**CHALLENGE**. In the items below, write out everything from the line containing "The task: localize any distant" down to the line containing "[318,218,340,237]", swapping "localize" for "locate" and keeping everything else the same. Return only those lines.

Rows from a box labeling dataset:
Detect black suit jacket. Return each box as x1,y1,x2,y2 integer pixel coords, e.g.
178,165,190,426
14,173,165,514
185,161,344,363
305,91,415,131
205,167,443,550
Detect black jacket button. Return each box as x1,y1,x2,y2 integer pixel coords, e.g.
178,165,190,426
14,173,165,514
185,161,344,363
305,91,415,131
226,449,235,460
* * *
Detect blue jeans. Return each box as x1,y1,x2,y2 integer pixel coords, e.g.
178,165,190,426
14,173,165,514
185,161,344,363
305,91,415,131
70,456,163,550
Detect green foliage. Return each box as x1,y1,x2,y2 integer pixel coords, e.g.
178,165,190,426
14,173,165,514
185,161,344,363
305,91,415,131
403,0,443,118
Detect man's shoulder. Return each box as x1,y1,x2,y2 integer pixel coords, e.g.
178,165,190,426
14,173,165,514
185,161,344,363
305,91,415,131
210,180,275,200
* * *
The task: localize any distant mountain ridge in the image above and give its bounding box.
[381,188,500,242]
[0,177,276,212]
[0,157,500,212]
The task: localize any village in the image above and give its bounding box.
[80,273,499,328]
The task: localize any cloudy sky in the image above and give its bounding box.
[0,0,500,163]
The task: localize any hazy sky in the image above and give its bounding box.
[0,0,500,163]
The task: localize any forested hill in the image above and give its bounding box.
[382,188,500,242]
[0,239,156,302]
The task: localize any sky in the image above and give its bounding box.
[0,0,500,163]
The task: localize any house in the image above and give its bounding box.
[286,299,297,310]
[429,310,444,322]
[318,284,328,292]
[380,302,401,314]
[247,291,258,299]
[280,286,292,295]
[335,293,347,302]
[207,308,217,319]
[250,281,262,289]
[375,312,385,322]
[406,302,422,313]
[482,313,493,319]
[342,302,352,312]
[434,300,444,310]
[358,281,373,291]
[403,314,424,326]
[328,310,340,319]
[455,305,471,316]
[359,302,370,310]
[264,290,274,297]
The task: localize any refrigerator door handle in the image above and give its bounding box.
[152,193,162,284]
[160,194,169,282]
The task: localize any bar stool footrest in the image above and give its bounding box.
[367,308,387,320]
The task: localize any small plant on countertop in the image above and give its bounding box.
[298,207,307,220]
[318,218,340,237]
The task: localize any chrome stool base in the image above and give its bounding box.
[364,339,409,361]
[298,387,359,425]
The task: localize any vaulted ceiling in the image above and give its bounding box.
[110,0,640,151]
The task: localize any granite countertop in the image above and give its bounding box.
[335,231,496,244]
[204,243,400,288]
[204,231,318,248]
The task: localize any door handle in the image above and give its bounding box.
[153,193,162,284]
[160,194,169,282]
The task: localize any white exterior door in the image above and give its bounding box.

**OUTPUT FOR THIS EXERCISE**.
The task: locate any distant mountain ridge in the image above and give its bounding box.
[381,188,500,242]
[0,177,276,212]
[0,157,500,212]
The task: locate any village in the image above and give its bounding box.
[80,273,499,328]
The task: locate any cloudy sky in the image above and give its bounding box.
[0,0,500,163]
The task: locate any hazy sky in the image above and give its bounding box.
[0,0,500,163]
The task: locate any forested hill in the image above and give its bounding box.
[382,188,500,242]
[0,239,156,302]
The task: locate any sky in the image above and give its bounding box.
[0,0,500,163]
The task: locate any house in the image above and give its bounding box.
[286,299,297,310]
[429,310,444,322]
[318,284,328,292]
[380,302,401,314]
[247,291,258,299]
[280,286,292,295]
[335,293,347,302]
[207,308,217,319]
[250,281,262,289]
[375,312,385,322]
[406,302,422,313]
[482,313,493,319]
[342,302,352,312]
[434,300,444,310]
[358,281,373,291]
[403,314,424,326]
[328,310,340,319]
[455,305,471,316]
[359,302,370,310]
[264,290,274,297]
The task: locate any refrigerator door handle in the image above and give its bounding box.
[152,193,162,284]
[160,194,169,282]
The task: locate any bar stool footrest in the image above and give its bounding box.
[367,308,387,320]
The task: locate any small plant on countertop in the image above and give its bounding box.
[298,207,307,220]
[318,218,340,237]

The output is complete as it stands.